• [JOB] Put everything from the first line down to the line containing "44, 0, 46, 70", both included, into a Markdown table with the columns Row and Line, numbering each row and leaving out blank lines.

• [GIVEN RECORDS]
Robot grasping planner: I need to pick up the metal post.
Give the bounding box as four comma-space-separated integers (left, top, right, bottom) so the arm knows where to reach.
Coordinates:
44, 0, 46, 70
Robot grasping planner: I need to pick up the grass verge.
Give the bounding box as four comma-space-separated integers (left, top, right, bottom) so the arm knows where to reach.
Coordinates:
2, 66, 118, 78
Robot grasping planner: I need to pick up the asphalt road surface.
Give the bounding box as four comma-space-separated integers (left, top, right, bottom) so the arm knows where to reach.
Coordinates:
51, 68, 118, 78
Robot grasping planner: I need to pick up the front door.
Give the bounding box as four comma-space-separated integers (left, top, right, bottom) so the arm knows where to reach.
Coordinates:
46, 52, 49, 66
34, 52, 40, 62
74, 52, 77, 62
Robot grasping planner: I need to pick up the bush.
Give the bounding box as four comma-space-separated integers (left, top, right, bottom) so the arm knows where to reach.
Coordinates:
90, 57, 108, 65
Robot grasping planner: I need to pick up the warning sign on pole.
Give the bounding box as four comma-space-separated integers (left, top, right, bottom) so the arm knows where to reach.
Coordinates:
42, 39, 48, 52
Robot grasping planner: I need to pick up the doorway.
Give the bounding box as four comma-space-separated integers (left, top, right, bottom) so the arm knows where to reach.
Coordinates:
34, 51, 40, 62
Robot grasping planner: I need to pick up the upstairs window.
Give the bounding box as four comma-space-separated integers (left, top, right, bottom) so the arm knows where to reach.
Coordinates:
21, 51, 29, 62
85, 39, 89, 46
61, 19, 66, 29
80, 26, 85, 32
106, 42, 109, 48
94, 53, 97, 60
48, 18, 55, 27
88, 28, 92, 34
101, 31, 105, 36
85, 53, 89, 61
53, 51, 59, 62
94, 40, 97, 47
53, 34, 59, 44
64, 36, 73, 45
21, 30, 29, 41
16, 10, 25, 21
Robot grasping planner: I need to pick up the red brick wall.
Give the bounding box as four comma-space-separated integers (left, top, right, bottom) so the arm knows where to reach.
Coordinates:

• [OUTPUT BELOW]
| Row | Line |
|---|---|
| 1 | Robot grasping planner: I need to pick up the metal post. |
| 2 | Give the bounding box as four comma-space-separated integers (left, top, right, bottom) so the arm knows where to reach. |
| 3 | Coordinates: |
| 4 | 44, 0, 46, 70 |